La Réunion des Syndicats Libres à Dortmund

Dans une grande réunion à Dortmund, les Syndicats libres des Six pays du Marché Commun se sont prononcé contre le Traité franco-allemand, contraire à l’esprit du temps a dit Ludwig Rosenberg, président du D.G.B. Vingt-trois mille syndicalistes allemands y participaient et deux mille étrangers. Il y avait là Jean Monnet, le président de la Commission de Bruxelles Walter Hallstein, le président du Bundestag Gerstenmaier, le chef de la Social-démocratie Ollenhauer, et les Ambassadeurs anglais et américains, Mac Ghee et Roberts. Tous se sont prononcés pour l’unité des peuples d’Europe dans un Etat fédératif unique, manifestation sans portée pratique qui n’avait pour objet que de condamner la politique française et de donner une ampleur sans précédent à un courant d’opinion hostile à un nationalisme étroit, stérile et périmé.

 

La Compétition Idéologique

Tout cela n’est pas dramatique car, malheureusement ou heureusement selon le point de vue que l’on adopte, le cours des événements internationaux ne dépend plus des décisions de la France. Tout au plus, peuvent-elles le freiner pour un temps, mais cela suffit à nuire à un rayonnement spirituel qui est aujourd’hui notre meilleur espoir et notre véritable vocation de puissance mondiale, car sur ce plan aussi, celui de la compétition pour la conquête des esprits, la lutte est engagée. Le schisme idéologique du communisme en est un aspect, l’effort des Américains pour surmonter la crise raciale en est un autre. Il n’est pas de nation, grande ou petite, qui ne présente une idéologie propre ou collective pour faire avancer son prestige en même temps que des intérêts matériels.

◇ ◇ ◇ ◇ ◇ ◇ ◇

Recopiez le passage du texte en commençant à "La Compétition Idéologique" et en terminant à "des intérêts matériels.", en substituant "conflit" à "schisme".

Données affichées:
◇ ◇ ◇ ◇ ◇ ◇ ◇

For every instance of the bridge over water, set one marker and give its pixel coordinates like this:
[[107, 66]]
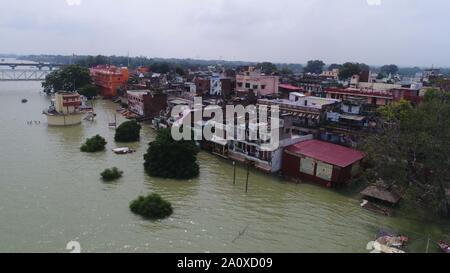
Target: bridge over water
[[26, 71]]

◇ ◇ ◇ ◇ ◇ ◇ ◇

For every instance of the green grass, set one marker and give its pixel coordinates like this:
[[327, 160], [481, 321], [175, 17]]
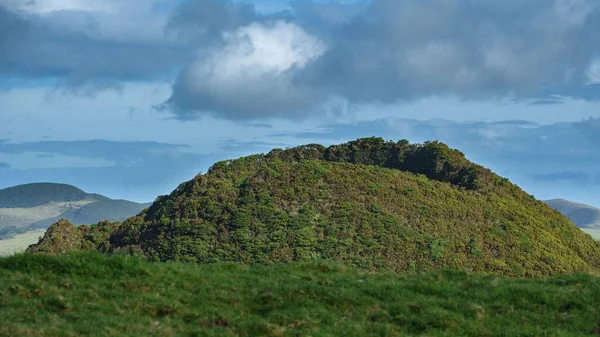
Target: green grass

◇ ◇ ◇ ◇ ◇ ◇ ◇

Réponse:
La Compétition Idéologique

Tout cela n’est pas dramatique car, malheureusement ou heureusement selon le point de vue que l’on adopte, le cours des événements internationaux ne dépend plus des décisions de la France. Tout au plus, peuvent-elles le freiner pour un temps, mais cela suffit à nuire à un rayonnement spirituel qui est aujourd’hui notre meilleur espoir et notre véritable vocation de puissance mondiale, car sur ce plan aussi, celui de la compétition pour la conquête des esprits, la lutte est engagée. Le conflit idéologique du communisme en est un aspect, l’effort des Américains pour surmonter la crise raciale en est un autre. Il n’est pas de nation, grande ou petite, qui ne présente une idéologie propre ou collective pour faire avancer son prestige en même temps que des intérêts matériels.